Being a Mom is hard

It's tough being a Mom. From the moment you hear that the pregnancy test is positive, you start to plan. You begin to care for this tiny little human being that is growing inside of you, who is  completely dependent on you for life. It's an amazing and incredible feeling, and yet totally terrifying at the same time because, what if you screw up, what if you eat something that you aren't suppose to, what if you don't drink enough water, or to much water (I don't think that's even a thing), what if you eat to many donuts, or not enough donuts, what if you drink 3 gallons of chocolate milk in a week because THAT'S your prego craving (actually I'm kind of proud of myself for that one, I mean 3 gallons in a week? Come one now, that's impressive) .... and the list goes on and on.
Nine months pass, and you endure the pain of childbirth as you bring that child into this world, it's amazing and incredible to see this little life once inside of you, now caressed in your arms against your chest, and yet it's also terrifying at the same time, because, what if you screw up. What if you don't produce enough milk, what if you don't change their diaper as soon as they pee, what if they cry, what if they don't sleep much, what if the books that tell me to have a certain schedule, just don't apply to my kid, what if they hate baby food ( oh yea, Ember was that child), what if they scream and flail and throw fits in a Starbucks store and apple juice goes EVERYWHERE, ( oh yes, my child... again) :)

____

- Aim of the exercise: Reproduce the passage above about being a mom, word for word from start to finish.

- Data provided:
____

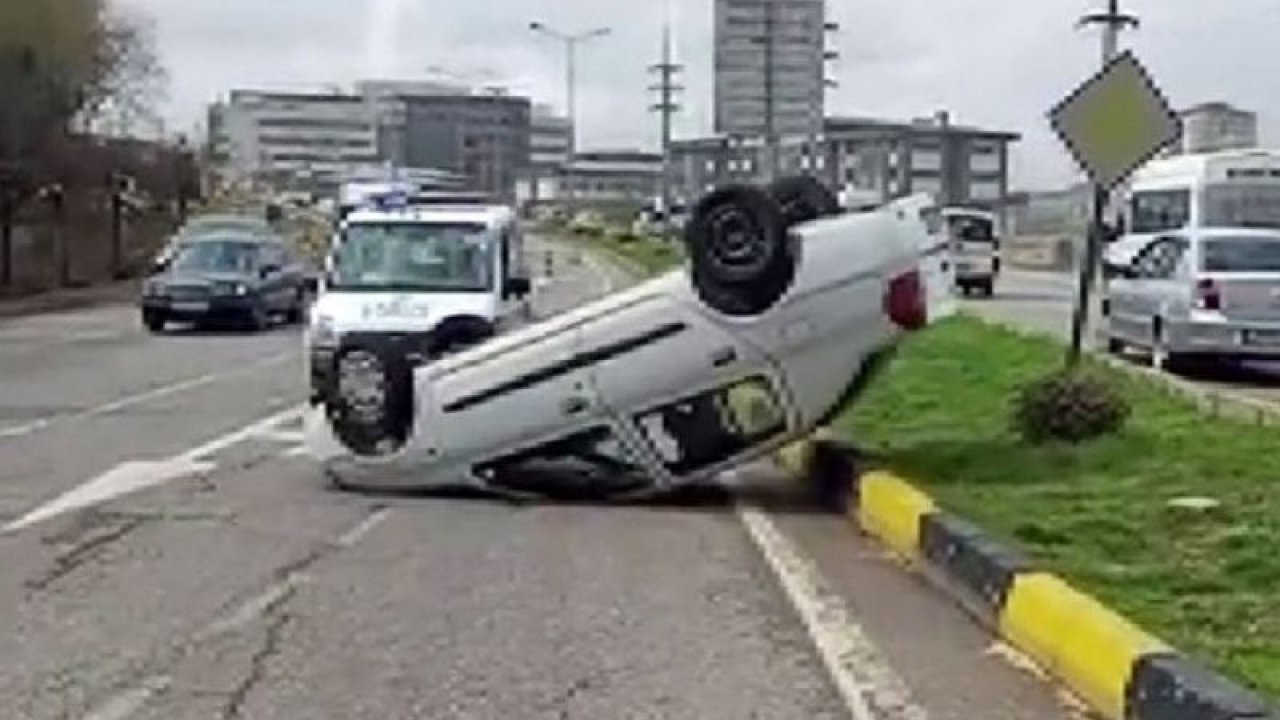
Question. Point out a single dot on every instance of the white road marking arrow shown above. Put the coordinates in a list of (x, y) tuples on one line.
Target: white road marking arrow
[(123, 479)]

____

- Final result:
Being a Mom is hard

It's tough being a Mom. From the moment you hear that the pregnancy test is positive, you start to plan. You begin to care for this tiny little human being that is growing inside of you, who is  completely dependent on you for life. It's an amazing and incredible feeling, and yet totally terrifying at the same time because, what if you screw up, what if you eat something that you aren't suppose to, what if you don't drink enough water, or to much water (I don't think that's even a thing), what if you eat to many donuts, or not enough donuts, what if you drink 3 gallons of chocolate milk in a week because THAT'S your prego craving (actually I'm kind of proud of myself for that one, I mean 3 gallons in a week? Come one now, that's impressive) .... and the list goes on and on.
Nine months pass, and you endure the pain of childbirth as you bring that child into this world, it's amazing and incredible to see this little life once inside of you, now caressed in your arms against your chest, and yet it's also terrifying at the same time, because, what if you screw up. What if you don't produce enough milk, what if you don't change their diaper as soon as they pee, what if they cry, what if they don't sleep much, what if the books that tell me to have a certain schedule, just don't apply to my kid, what if they hate baby food ( oh yea, Ember was that child), what if they scream and flail and throw fits in a Starbucks store and apple juice goes EVERYWHERE, ( oh yes, my child... again) :)